• **What the exercise asks**:
Repeat exactly the lines from the start of the records below through the line that contains "Target = red wooden bench", including both.

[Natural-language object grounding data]
/---
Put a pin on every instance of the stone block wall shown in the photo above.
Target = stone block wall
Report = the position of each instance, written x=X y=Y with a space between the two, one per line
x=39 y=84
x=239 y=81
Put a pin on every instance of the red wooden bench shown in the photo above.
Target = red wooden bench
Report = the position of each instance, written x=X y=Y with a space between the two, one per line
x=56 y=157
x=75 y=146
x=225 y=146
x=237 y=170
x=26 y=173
\---
• **Your solution**:
Put a pin on every instance of the stone block wall shown in the photo above.
Target = stone block wall
Report = the position of each instance, written x=X y=Y with a space between the two, one per line
x=39 y=84
x=239 y=81
Put a pin on every instance of the red wooden bench shown in the photo above.
Target = red wooden bench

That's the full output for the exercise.